What lines in the records below hold the string "side"? Please show them.

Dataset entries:
>>>
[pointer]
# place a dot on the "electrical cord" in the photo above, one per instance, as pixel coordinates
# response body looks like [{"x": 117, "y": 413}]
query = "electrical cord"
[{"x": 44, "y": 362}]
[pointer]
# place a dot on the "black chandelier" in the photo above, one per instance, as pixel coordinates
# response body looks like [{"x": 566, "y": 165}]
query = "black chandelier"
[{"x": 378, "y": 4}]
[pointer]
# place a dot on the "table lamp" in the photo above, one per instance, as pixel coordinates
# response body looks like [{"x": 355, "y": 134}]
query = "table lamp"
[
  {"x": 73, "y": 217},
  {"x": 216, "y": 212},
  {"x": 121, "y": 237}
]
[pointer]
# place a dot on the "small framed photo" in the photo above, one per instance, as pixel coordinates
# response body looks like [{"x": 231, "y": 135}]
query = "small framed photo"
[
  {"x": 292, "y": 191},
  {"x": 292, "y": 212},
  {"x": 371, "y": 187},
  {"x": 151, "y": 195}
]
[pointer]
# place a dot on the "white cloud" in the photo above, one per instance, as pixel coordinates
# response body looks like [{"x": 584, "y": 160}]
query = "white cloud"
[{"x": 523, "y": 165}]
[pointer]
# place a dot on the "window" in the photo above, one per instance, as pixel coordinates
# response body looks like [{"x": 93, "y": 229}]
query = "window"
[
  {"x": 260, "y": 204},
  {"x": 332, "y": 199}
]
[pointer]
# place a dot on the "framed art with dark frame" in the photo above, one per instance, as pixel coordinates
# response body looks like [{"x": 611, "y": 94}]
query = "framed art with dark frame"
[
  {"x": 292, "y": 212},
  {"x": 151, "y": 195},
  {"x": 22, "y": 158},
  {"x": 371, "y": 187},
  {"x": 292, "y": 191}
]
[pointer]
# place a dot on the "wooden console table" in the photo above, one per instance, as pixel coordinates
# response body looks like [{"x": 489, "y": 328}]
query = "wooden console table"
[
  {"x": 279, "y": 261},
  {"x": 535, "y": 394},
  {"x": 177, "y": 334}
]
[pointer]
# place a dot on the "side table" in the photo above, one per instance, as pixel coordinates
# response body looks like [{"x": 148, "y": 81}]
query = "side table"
<<<
### Exercise answer:
# place a dot on the "side table" in the photo above, one per instance, as pixel coordinates
query = "side table"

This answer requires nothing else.